- [IL TUO COMPITO] Ricopia parola per parola, dal racconto sul reparto La Fenice, il passo che va da "L’iniziativa rientra nel" fino a "di Interesse Nazionale.".

- [ESTRATTO]
- - -

Con il patrocinio del Comitato Regionale Veneto per le Celebrazioni del Centenario della Grande Guerra

 

 

L’iniziativa rientra nel programma ufficiale delle Commemorazioni del Centenario della Prima Guerra Mondiale a cura della Presidenza del Consiglio dei Ministri. Struttura di Missione per gli anniversari di Interesse Nazionale.

 

 

 

 


 

 

                                                        

 

                                                      

                                                                    LA FENICE

 

E’ un Reparto che purtroppo oggi è stato “messo a quadro” (triste ed asettica frase) dall’Aeronautica Militare e nessuno potrà più appuntare il suo emblema sulla tuta da volo, ma sicuramente rimarrà impresso nel cuore e nella mente di diverse generazioni di piloti che ci sono passati da allievi o hanno avuto l’onore di appartenervi quali  Istruttori  di volo.


Era il 1978.Orianna ed io stavamo pianificando il nostro matrimonio: l’appartamento era stato affittato, i mobili erano comperati, e si stava discutendo sulla data più conveniente   tenendo conto degli impegni della maggior parte di parenti e amici, Gruppo di Volo compreso.


La vita al Reparto proseguiva tranquilla e scadenzata dai soliti impegni annuali di Gruppo: campagna di tiri in Sardegna, Tac Eval nei mesi estivi, rischieramento a Pratica per la sfilata del 2 giugno, scelta e pianificazione dello Squadron Exchange su qualche base straniera, missioni di addestramento per il mantenimento della Combat readyness, mimetizzione strategica per evitare il Corso di Evasione e Fuga a Vigna di Valle, insomma non ci si faceva mancare nulla!  Nemmeno la cosiddetta “chiamata alle scuole “poteva mancare che, come una spada di Damocle, aleggiava terribile e spietata sopra le teste di noi pilotini assegnati allo Stormo, puntuale come la cartella delle tasse!


Ero abbastanza tranquillo. Pur essendo nella lista dei possibili “papabili”, davo per assodato che tutto il mondo, perlomeno il mio, sapesse dei miei progetti di accasamento e, cosa non meno importante, calcolavo che nell’ordine dell’elenco    occupassi un posto in ultima fila.


Mi accorsi di quanta ingenuità ci fosse nei miei poveri ragionamenti e di quanta imperizia avessi nel formulare previsioni durante una bella mattina, quando fui convocato dal mio Comandante di Gruppo.

- - -

- [DATI ESTRATTI]
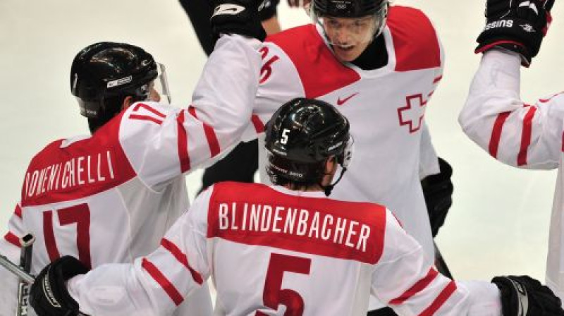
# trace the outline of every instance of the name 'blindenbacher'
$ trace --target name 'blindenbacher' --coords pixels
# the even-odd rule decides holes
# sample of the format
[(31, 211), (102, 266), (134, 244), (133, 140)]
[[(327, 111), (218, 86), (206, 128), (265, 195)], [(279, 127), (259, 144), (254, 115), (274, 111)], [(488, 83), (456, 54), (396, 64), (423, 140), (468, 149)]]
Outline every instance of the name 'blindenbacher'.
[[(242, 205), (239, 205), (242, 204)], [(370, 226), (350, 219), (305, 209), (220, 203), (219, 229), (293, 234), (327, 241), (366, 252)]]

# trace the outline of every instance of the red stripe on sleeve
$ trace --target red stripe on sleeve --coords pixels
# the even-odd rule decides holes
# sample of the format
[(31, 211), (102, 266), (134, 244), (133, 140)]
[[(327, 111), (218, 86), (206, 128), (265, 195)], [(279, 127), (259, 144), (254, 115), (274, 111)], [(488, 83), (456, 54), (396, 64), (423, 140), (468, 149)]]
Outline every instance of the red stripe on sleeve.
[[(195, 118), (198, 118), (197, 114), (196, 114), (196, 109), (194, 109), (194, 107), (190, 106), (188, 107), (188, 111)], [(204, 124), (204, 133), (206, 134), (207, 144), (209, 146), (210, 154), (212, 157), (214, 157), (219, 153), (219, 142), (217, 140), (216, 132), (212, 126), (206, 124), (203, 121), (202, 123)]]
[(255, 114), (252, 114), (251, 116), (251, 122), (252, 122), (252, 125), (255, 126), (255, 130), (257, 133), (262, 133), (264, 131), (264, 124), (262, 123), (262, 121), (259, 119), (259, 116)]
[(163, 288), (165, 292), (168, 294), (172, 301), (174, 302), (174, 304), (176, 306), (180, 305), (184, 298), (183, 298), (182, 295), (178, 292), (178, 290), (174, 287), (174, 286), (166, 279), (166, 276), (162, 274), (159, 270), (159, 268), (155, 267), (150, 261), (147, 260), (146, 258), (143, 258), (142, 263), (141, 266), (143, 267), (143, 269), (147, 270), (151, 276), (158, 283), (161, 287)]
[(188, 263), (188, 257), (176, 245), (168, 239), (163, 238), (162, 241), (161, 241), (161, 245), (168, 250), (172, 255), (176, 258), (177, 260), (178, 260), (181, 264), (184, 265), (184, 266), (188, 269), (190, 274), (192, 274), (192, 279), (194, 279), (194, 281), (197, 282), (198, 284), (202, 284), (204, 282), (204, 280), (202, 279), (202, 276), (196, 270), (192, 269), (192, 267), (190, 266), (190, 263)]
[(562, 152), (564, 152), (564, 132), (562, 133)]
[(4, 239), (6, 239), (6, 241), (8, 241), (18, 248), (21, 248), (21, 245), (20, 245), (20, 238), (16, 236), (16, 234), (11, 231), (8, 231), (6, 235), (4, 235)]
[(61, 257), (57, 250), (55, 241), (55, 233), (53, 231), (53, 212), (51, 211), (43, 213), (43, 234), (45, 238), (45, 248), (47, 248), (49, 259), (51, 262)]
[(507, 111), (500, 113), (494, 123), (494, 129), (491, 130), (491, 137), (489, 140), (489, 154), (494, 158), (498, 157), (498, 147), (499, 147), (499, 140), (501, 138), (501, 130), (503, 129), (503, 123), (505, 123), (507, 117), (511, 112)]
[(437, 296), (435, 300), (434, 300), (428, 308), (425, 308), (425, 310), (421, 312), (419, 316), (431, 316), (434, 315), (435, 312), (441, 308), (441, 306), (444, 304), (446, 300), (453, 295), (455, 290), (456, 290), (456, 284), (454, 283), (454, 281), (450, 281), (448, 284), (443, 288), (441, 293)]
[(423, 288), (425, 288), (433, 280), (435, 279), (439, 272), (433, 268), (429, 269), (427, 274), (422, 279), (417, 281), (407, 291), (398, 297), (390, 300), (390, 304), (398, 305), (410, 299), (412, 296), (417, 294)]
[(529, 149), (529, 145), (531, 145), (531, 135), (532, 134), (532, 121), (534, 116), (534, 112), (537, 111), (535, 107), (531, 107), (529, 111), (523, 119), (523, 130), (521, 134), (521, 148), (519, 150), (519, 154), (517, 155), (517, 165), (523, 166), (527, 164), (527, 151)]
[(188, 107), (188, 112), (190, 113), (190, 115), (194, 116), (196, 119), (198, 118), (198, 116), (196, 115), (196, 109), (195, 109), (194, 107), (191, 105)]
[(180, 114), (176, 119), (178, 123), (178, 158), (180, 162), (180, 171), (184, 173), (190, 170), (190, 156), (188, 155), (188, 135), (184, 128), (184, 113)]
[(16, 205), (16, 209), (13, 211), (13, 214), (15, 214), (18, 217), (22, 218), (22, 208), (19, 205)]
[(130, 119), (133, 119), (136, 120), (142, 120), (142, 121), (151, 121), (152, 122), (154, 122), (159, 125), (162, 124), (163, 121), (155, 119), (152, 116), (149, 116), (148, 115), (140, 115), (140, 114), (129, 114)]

- - -

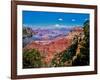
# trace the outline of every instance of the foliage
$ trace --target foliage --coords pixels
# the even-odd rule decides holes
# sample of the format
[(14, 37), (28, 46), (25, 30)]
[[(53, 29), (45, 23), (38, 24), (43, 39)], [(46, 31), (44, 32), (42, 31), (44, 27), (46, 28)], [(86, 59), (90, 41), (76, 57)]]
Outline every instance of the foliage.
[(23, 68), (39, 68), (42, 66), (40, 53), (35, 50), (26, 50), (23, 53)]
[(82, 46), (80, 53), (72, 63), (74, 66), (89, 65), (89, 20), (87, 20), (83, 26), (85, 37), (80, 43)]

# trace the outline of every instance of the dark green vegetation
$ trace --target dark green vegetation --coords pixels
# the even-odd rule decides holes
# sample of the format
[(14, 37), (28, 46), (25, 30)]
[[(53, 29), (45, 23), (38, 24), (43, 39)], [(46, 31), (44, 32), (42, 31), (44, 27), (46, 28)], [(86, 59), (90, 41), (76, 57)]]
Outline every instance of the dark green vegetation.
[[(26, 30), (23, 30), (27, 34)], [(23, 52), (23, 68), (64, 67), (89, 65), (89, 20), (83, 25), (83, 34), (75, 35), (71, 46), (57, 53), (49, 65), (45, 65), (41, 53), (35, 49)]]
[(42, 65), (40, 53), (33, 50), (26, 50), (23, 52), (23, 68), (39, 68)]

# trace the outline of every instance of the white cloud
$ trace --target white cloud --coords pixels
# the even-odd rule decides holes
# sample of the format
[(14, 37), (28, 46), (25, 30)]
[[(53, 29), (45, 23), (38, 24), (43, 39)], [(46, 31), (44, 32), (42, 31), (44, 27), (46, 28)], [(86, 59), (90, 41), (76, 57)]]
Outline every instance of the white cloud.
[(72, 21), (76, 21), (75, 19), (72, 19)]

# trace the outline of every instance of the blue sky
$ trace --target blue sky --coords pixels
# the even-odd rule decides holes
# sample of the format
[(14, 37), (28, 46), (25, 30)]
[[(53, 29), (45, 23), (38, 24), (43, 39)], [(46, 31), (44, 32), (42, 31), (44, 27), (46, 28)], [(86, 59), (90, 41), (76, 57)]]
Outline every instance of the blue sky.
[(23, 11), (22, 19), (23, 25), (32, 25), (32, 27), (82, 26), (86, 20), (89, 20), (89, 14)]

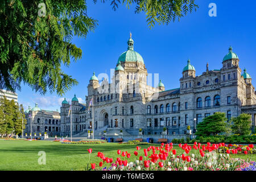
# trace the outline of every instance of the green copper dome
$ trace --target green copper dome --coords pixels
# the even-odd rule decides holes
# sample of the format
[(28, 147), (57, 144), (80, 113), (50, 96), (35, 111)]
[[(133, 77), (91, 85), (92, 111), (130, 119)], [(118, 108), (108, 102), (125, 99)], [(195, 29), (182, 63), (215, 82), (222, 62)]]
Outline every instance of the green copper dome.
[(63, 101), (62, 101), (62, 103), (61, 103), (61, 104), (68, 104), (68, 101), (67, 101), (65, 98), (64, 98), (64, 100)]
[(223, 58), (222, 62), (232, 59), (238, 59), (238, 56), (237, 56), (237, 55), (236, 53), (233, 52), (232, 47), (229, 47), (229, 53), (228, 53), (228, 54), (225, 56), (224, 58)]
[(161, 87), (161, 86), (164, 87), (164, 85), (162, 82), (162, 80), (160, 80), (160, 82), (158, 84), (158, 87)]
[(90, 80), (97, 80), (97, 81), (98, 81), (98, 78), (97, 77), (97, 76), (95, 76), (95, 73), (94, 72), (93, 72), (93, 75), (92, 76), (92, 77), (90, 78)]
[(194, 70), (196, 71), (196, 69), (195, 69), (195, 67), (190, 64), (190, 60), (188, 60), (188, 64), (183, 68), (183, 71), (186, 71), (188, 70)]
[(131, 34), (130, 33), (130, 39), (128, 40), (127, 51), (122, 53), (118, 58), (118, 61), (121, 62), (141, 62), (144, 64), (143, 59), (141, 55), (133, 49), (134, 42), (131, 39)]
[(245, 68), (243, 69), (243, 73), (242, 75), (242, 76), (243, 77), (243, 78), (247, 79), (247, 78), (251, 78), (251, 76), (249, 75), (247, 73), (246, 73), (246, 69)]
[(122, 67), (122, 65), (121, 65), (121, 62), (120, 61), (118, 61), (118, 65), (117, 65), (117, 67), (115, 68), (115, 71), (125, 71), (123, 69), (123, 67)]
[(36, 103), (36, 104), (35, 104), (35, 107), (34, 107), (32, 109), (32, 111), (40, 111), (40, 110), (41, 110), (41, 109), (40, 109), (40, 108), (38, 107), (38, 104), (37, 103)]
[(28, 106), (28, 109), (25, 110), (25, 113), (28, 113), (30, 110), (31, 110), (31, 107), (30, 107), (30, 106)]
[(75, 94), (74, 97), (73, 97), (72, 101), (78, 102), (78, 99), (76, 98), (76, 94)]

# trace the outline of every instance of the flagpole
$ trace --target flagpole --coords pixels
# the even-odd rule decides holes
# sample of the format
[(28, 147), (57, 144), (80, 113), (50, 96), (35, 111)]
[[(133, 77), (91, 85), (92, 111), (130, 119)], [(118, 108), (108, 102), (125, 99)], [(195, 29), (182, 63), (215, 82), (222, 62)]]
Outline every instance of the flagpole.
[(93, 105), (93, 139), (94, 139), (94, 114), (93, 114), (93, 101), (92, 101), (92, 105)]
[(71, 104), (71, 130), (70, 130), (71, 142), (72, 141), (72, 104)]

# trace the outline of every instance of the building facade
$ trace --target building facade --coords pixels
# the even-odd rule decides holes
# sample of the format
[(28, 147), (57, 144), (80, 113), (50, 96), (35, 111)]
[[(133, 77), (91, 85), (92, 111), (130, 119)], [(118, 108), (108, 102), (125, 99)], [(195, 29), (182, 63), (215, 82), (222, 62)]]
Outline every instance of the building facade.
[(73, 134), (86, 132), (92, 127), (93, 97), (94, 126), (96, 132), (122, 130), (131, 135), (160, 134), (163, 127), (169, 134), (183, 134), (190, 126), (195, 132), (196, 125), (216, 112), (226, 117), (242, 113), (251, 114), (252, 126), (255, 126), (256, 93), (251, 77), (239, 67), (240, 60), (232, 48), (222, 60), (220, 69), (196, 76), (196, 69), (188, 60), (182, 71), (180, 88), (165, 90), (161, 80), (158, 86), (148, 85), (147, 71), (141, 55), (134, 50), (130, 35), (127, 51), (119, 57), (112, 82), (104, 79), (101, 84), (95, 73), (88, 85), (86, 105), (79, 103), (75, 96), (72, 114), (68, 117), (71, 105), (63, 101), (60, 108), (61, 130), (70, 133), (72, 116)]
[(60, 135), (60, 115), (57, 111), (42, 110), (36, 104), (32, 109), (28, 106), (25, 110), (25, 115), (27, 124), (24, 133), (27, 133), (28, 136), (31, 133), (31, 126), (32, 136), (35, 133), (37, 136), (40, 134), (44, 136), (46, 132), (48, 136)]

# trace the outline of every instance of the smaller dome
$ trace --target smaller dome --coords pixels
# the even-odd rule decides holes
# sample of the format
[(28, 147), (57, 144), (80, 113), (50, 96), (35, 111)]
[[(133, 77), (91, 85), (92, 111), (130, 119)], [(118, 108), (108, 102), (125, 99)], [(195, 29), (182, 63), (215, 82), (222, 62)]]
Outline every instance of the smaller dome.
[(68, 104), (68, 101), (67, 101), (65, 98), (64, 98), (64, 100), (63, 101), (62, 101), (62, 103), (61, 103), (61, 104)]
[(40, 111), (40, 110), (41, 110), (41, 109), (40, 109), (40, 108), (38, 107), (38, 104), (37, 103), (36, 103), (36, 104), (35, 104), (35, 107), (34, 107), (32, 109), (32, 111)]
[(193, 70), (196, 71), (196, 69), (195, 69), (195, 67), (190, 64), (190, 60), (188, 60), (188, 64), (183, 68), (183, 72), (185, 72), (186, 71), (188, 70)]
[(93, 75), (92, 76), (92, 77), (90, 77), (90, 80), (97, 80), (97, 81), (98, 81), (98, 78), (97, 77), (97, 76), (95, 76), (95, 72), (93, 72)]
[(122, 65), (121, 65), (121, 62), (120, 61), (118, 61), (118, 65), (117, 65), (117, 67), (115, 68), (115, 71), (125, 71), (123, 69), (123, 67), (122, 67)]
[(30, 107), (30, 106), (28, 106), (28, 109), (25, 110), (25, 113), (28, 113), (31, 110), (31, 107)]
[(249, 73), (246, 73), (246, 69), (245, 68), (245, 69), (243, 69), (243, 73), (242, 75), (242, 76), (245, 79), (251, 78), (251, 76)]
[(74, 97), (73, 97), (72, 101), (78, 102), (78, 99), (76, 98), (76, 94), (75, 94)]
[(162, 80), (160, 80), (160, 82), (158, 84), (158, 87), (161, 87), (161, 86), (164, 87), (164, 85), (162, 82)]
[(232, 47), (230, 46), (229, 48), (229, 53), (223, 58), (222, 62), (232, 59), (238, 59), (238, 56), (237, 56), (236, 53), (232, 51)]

- - -

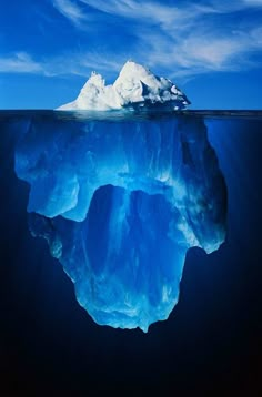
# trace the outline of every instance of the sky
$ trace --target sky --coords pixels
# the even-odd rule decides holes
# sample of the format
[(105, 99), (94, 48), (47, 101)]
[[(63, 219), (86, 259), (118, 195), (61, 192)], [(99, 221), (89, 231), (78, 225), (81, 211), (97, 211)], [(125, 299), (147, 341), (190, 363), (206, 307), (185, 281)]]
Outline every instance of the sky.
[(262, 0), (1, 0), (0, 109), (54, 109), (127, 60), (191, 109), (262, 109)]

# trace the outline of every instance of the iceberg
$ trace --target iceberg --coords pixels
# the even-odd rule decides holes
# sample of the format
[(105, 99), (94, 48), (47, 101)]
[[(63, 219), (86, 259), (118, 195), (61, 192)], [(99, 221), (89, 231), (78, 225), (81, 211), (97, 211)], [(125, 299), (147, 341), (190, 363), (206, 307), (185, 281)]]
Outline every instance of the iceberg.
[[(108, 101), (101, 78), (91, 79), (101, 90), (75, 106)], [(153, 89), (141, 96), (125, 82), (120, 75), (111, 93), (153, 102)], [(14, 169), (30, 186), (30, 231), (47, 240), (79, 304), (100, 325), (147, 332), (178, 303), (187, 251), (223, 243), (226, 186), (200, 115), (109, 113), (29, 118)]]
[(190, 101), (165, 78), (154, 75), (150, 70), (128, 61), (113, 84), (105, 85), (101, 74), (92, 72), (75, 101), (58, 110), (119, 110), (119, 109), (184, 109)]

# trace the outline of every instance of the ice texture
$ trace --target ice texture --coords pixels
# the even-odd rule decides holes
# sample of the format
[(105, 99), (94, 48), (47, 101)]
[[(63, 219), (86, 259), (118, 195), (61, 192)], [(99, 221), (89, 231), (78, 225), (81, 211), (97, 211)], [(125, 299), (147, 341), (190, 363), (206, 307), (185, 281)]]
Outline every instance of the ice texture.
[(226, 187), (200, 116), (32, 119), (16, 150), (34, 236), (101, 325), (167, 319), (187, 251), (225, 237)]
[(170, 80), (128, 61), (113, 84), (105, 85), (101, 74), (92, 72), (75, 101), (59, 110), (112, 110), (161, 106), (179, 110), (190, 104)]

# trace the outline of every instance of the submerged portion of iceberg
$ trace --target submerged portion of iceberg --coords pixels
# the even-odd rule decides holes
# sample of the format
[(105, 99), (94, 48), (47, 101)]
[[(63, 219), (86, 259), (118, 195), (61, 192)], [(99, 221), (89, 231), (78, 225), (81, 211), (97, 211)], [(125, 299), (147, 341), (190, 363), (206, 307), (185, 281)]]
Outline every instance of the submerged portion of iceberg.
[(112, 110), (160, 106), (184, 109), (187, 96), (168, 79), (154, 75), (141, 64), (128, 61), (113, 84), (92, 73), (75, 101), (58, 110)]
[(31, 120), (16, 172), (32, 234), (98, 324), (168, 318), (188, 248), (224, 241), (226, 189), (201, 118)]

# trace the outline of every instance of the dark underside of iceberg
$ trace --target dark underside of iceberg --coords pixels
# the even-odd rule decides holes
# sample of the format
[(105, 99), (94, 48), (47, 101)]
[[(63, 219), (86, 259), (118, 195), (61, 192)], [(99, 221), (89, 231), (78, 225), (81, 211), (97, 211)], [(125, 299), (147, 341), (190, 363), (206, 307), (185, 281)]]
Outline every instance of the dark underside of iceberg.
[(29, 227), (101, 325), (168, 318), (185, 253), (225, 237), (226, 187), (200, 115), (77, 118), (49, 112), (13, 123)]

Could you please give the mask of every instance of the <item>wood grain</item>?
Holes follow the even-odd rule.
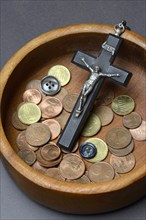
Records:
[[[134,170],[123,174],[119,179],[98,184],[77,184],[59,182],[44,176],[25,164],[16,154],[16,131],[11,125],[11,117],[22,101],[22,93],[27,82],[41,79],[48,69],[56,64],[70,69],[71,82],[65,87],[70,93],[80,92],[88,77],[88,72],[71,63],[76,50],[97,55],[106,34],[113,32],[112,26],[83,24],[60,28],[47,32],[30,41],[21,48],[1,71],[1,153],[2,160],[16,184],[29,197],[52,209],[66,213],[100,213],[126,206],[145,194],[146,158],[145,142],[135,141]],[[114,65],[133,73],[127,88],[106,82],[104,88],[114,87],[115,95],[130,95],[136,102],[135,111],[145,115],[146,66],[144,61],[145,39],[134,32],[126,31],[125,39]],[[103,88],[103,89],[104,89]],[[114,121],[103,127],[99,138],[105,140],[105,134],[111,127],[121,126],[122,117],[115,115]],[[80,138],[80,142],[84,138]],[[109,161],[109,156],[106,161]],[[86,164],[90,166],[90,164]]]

- - -

- [SOLUZIONE]
L’iniziativa rientra nel programma ufficiale delle Commemorazioni del Centenario della Prima Guerra Mondiale a cura della Presidenza del Consiglio dei Ministri. Struttura di Missione per gli anniversari di Interesse Nazionale.